▸ PASSAGE SHOWN
>> Start

Skip to content

mahdimohammadnezhad/Estimation_ETa

Repository files navigation

Actual Evapotranspiration Framework for Arid Regions

This repository contains code for a comprehensive spatiotemporal framework to predict Actual Evapotranspiration (ETa) in Arid Regions, like the Central Valley of California using satellite data, machine learning techniques, and the Budyko Framework, as described in the study titled "A Novel Method to Estimate Actual Evapotranspiration using Modified Budyko Model under Data Scarcity Conditions in Arid Regions."

Overview

The project leverages:

  • Google Earth Engine (GEE) for data collection
  • Fitting different Budyko prameter (Fu, Turc-Pike, Zhang, and Wang-Tang)
  • Machine learning models (Random Forest Regressor, AdaBoost Regressor, Bagging Regressor, Extra Trees Regressor, Gradient Boosting Regressor, Hist Gradient Boosting Regressor, Extreme Gradient Boosting, Ridge, Least Angle Regression (Lars), RidgeCV, Linear Regression, Multi-Layer Perceptron Regressor - MLPR, K-Nearest Neighbors - KNN, and Decision Tree Regressor - DTR) for ETa prediction
  • SHAP analysis for feature importance
  • Hyperparameter tuning
  • Input preprocessing
  • Model training and validation
  • Feature selection
  • Taylor diagram
  • Hybrid Budyko-Deep learning models

The study covers data from 2001 to 2022 and includes climatic, landuse, and vegitation variables.

>> End

▸ DATA EXTRACT
>> Start

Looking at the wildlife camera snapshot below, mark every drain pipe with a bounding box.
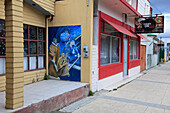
[45,16,53,75]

>> End

▸ WHAT TO PRODUCE
Please copy the evapotranspiration repository page above word for word, from start to finish.

▸ SOLUTION FOR THIS EXERCISE
Skip to content

mahdimohammadnezhad/Estimation_ETa

Repository files navigation

Actual Evapotranspiration Framework for Arid Regions

This repository contains code for a comprehensive spatiotemporal framework to predict Actual Evapotranspiration (ETa) in Arid Regions, like the Central Valley of California using satellite data, machine learning techniques, and the Budyko Framework, as described in the study titled "A Novel Method to Estimate Actual Evapotranspiration using Modified Budyko Model under Data Scarcity Conditions in Arid Regions."

Overview

The project leverages:

  • Google Earth Engine (GEE) for data collection
  • Fitting different Budyko prameter (Fu, Turc-Pike, Zhang, and Wang-Tang)
  • Machine learning models (Random Forest Regressor, AdaBoost Regressor, Bagging Regressor, Extra Trees Regressor, Gradient Boosting Regressor, Hist Gradient Boosting Regressor, Extreme Gradient Boosting, Ridge, Least Angle Regression (Lars), RidgeCV, Linear Regression, Multi-Layer Perceptron Regressor - MLPR, K-Nearest Neighbors - KNN, and Decision Tree Regressor - DTR) for ETa prediction
  • SHAP analysis for feature importance
  • Hyperparameter tuning
  • Input preprocessing
  • Model training and validation
  • Feature selection
  • Taylor diagram
  • Hybrid Budyko-Deep learning models

The study covers data from 2001 to 2022 and includes climatic, landuse, and vegitation variables.